• [Brief]:
Only the lines from the line holding "Please identify the red and" to the last line should be output, each exactly as given.
* * * * *
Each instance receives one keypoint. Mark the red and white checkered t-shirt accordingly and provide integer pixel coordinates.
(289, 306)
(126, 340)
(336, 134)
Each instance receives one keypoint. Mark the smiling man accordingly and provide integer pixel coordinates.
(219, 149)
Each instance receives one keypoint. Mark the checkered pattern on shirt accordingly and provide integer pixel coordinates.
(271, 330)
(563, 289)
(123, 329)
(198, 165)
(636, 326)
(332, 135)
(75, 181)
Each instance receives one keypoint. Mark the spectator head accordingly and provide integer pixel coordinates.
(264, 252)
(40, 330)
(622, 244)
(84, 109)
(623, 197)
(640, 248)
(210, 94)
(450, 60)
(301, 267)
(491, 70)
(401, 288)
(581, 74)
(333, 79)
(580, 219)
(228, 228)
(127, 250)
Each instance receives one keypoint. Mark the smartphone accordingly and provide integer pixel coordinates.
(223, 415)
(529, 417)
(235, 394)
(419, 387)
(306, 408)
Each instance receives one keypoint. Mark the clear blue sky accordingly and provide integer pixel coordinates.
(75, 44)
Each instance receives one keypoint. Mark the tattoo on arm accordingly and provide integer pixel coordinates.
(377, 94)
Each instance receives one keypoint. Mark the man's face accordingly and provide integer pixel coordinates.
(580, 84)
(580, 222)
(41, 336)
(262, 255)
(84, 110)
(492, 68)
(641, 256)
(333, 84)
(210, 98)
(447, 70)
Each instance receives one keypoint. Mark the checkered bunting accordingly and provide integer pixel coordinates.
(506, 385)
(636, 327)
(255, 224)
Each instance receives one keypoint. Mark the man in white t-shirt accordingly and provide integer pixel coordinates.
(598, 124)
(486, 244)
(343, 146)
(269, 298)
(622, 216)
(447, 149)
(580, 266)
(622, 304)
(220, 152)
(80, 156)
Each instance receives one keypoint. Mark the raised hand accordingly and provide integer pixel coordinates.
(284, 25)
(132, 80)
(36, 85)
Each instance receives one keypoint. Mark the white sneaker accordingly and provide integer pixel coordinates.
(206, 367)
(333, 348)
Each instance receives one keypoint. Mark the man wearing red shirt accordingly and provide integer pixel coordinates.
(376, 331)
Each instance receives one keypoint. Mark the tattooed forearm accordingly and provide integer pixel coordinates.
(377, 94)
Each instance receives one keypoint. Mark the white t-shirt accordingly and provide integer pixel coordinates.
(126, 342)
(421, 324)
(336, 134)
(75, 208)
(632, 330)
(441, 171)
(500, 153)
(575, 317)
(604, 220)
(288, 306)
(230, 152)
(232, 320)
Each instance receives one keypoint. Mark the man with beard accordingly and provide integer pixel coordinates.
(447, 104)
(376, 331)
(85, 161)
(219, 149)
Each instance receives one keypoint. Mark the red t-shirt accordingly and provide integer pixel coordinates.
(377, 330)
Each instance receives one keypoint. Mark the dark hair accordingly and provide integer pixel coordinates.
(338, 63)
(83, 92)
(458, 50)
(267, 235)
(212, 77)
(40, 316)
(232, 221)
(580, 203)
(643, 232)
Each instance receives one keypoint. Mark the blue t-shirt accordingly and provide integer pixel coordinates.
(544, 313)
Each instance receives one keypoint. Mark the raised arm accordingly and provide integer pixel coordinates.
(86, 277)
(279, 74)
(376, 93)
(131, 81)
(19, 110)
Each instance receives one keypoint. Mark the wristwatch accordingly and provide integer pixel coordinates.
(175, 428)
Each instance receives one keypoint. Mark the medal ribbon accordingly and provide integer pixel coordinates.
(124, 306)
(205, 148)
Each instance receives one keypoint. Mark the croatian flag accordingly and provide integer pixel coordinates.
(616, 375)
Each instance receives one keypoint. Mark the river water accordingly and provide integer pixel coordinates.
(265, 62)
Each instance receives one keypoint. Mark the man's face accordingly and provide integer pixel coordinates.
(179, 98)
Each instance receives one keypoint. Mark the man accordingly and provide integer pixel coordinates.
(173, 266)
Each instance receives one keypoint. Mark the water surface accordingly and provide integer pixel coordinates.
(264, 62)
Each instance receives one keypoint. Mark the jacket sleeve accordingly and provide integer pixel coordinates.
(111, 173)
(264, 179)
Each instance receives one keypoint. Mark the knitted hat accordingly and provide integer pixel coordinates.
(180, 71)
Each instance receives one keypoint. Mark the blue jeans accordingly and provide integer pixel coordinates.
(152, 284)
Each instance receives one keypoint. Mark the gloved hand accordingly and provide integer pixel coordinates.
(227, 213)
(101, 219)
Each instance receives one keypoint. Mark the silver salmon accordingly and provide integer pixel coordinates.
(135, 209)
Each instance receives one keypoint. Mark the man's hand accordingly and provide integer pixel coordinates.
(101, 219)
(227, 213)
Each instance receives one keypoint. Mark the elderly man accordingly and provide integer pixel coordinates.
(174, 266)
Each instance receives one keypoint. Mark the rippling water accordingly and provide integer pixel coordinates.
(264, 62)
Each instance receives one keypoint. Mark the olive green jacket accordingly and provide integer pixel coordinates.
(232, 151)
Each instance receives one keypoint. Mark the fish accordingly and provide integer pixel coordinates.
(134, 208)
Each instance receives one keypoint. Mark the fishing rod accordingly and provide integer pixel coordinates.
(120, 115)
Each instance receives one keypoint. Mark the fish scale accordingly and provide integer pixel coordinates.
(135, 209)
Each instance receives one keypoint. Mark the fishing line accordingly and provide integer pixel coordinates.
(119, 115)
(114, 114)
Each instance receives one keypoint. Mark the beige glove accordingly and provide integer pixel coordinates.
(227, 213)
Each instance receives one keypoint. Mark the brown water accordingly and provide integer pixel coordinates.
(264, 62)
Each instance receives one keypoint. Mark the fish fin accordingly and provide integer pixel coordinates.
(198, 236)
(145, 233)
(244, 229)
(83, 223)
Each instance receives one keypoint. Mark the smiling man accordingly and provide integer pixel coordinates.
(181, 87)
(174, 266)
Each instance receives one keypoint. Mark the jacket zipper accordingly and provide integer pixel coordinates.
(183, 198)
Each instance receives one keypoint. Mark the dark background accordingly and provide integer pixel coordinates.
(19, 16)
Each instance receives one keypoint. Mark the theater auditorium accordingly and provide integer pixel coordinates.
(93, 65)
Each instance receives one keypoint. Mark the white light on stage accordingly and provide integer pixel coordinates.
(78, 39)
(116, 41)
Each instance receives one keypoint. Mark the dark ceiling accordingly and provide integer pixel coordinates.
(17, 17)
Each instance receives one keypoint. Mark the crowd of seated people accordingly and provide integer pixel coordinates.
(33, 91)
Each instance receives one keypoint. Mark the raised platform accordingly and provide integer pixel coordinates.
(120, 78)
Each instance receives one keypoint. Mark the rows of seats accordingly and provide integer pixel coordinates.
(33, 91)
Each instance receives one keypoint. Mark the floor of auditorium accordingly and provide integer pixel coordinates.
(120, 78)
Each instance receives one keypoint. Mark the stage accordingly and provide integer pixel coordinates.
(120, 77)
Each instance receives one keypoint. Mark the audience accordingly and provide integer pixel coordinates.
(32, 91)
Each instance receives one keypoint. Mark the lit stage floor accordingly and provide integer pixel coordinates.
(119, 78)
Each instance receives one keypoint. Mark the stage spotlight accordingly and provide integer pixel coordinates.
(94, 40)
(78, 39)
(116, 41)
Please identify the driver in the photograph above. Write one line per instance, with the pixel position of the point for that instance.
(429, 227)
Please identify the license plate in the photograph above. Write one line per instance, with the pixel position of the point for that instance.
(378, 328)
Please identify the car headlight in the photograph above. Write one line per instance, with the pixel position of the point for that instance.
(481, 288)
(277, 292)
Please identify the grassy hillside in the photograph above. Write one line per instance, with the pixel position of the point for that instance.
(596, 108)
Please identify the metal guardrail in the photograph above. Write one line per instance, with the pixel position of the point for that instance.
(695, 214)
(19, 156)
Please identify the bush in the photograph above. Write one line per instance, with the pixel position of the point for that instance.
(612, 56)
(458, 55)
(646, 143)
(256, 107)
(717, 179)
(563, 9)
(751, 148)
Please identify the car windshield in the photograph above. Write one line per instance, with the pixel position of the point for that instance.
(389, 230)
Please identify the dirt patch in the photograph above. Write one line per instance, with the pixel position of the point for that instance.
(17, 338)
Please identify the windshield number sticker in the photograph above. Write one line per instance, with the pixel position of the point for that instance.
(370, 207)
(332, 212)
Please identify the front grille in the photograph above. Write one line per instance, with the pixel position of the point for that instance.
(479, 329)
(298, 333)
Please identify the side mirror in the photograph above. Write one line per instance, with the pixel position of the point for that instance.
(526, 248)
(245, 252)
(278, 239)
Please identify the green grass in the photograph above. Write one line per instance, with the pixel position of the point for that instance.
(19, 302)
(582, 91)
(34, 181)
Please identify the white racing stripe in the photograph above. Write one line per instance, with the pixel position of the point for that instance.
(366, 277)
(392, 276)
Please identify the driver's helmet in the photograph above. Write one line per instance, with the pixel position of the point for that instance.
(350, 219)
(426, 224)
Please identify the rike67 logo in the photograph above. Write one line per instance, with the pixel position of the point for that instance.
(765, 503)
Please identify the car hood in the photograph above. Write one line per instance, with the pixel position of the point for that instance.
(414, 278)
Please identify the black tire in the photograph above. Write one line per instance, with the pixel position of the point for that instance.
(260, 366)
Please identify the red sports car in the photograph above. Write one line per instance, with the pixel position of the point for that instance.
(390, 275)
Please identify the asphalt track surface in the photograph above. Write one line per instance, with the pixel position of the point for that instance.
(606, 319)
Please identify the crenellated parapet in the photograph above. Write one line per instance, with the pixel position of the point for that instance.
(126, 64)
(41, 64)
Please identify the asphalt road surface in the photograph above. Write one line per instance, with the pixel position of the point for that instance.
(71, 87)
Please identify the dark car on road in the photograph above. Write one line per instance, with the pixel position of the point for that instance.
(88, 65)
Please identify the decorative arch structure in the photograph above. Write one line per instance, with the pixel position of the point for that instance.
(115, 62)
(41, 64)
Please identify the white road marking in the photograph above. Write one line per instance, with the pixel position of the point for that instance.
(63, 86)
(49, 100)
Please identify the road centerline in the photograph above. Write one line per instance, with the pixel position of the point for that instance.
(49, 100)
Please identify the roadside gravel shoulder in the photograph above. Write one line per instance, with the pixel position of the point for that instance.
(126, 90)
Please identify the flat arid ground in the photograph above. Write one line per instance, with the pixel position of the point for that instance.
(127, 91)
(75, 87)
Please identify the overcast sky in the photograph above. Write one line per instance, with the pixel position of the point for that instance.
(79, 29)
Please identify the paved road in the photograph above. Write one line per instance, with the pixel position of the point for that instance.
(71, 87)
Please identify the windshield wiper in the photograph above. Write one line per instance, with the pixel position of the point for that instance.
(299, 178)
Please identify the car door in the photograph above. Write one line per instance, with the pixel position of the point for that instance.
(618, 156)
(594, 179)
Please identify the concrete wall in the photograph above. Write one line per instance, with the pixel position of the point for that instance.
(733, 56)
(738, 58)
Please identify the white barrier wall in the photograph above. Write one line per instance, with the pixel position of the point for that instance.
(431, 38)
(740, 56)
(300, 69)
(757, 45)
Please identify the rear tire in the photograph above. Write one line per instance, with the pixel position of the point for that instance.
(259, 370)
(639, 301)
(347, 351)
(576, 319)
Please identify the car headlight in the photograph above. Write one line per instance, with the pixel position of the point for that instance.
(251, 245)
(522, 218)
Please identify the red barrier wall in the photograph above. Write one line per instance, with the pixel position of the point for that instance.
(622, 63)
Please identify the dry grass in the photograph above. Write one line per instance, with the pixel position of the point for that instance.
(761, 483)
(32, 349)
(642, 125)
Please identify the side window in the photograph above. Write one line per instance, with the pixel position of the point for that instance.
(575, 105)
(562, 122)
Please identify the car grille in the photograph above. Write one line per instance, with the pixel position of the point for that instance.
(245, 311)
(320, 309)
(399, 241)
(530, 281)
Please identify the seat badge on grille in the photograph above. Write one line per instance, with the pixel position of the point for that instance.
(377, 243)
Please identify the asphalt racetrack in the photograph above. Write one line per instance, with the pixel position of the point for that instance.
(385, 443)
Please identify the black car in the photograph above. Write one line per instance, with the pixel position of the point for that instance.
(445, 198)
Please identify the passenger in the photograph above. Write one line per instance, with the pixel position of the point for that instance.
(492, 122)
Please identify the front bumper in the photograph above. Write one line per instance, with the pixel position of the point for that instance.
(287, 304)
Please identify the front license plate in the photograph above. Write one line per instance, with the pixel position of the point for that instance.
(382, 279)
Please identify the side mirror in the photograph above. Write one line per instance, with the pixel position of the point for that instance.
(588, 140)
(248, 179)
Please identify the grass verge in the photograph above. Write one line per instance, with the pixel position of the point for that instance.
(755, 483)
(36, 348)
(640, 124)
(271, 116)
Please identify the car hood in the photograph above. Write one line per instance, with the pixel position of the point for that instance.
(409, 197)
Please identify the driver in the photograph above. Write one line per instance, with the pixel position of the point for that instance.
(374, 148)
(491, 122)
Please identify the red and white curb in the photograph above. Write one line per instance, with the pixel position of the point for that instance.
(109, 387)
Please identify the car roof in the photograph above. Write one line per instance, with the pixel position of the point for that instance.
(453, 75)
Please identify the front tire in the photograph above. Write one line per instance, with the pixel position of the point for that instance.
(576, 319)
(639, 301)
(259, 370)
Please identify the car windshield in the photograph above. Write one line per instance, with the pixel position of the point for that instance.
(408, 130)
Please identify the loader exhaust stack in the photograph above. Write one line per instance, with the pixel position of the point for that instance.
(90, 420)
* * * * *
• [Response to this task]:
Please identify the red and white curb in the photograph above. Write one line per instance, with the pixel position of the point for that instance.
(109, 387)
Please identify the car roof in the photograph above. Write one line per instance, with the pixel position of the point for that instance.
(453, 75)
Please identify the front tire in the photograph above. Write one line per instance, with the pixel position of the point for that instance.
(576, 319)
(639, 301)
(259, 370)
Please identify the car windshield in the photograph above. Write one line per instance, with the pixel position of the point for that instance.
(408, 130)
Please identify the loader exhaust stack in the photograph above. Write one line per instance, with the pixel position of the point for that instance.
(90, 420)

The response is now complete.